**Problems to solve:**
1 – Return the part of the commentary on James Franco's writing starting with "His writing is generally" and going on through "on the cover.", copied word for word.
2 – According to the commentary on James Franco's writing, why does The New Yorker still solicit short stories from him?
3 – In the commentary on James Franco's writing, rewrite the paragraph beginning "His writing is generally bad" more briefly, keeping its main facts.
Start of Excerpted passage
His writing is generally bad, that's not so hard and I think most of us would agree on that point. Franco is a pretty shitty writer, but he is also incredibly wealthy and famous. He has that brooklynite hollywood-cabal half-jewish 'cool' thing going on, which he's constructed over the last 15 years of his career as an actor. And because all of these things are built into his air of clout, no one really cares that he is a shit terrible writer. The New Yorker still solicits bad short stories from him, because his name is recognizable and marketable, and the print industry is absolutely dying so anything we can do to sell more fucking magazines we will do--like put James Franco's bad writing on the cover.

And so twats like this who act special because they're self aware enough to play the 'we're all the same, I'm just one of you guys' angle use their status to shove their work around here and there. And people mistake his post-self-aware-metamodernist schtick for being smart and humble, when at the very foundation of it all, his writing is still tripe, which wouldn't really be the case if he were worth a damn.
End of Excerpted passage
Start of Supplied data
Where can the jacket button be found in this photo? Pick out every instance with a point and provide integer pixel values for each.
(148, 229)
End of Supplied data
**Results for each task:**
1 –
His writing is generally bad, that's not so hard and I think most of us would agree on that point. Franco is a pretty shitty writer, but he is also incredibly wealthy and famous. He has that brooklynite hollywood-cabal half-jewish 'cool' thing going on, which he's constructed over the last 15 years of his career as an actor. And because all of these things are built into his air of clout, no one really cares that he is a shit terrible writer. The New Yorker still solicits bad short stories from him, because his name is recognizable and marketable, and the print industry is absolutely dying so anything we can do to sell more fucking magazines we will do--like put James Franco's bad writing on the cover.

2 – His name is recognizable and marketable, and the dying print industry will do anything to sell more magazines.

3 – Franco's writing is bad, a point most would accept, but he is very wealthy and famous, with a "cool" image built over 15 years as an actor, so no one cares. The New Yorker still solicits his short stories because his name sells, and the dying print industry will do anything to move magazines, even putting his bad writing on the cover.